* _WHAT THE EXERCISE ASKS_: Copy the entries below exactly, but only from the line containing "container in this photo." through the final line.

Region pointing data:
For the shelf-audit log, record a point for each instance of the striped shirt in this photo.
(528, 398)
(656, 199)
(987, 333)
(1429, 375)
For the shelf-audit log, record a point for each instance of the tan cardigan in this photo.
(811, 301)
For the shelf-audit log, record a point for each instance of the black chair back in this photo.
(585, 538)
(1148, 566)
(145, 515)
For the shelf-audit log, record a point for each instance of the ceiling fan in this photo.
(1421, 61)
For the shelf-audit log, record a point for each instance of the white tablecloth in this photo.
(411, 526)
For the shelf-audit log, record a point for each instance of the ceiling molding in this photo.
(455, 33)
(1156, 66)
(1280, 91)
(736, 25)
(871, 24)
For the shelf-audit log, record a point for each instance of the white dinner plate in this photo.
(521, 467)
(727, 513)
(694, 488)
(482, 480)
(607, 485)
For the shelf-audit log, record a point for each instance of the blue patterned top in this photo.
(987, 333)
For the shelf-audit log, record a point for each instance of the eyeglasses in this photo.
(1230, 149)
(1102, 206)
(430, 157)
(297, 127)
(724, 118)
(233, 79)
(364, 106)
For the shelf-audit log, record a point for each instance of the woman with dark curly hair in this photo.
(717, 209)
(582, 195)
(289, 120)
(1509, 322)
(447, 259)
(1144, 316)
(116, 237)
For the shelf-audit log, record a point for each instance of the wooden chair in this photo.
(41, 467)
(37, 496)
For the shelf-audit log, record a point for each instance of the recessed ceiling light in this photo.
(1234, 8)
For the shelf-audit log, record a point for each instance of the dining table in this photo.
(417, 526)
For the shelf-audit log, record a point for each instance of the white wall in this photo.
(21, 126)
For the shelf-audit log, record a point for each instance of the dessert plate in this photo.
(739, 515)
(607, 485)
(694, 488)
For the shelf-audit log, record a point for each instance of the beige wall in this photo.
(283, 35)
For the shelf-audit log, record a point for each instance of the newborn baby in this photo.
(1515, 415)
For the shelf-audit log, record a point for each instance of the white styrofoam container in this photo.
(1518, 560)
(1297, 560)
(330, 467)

* _TASK RESPONSE_:
For the shelf-audit log, record a point for each instance of the white styrofoam container in this photo.
(1518, 560)
(1297, 560)
(330, 467)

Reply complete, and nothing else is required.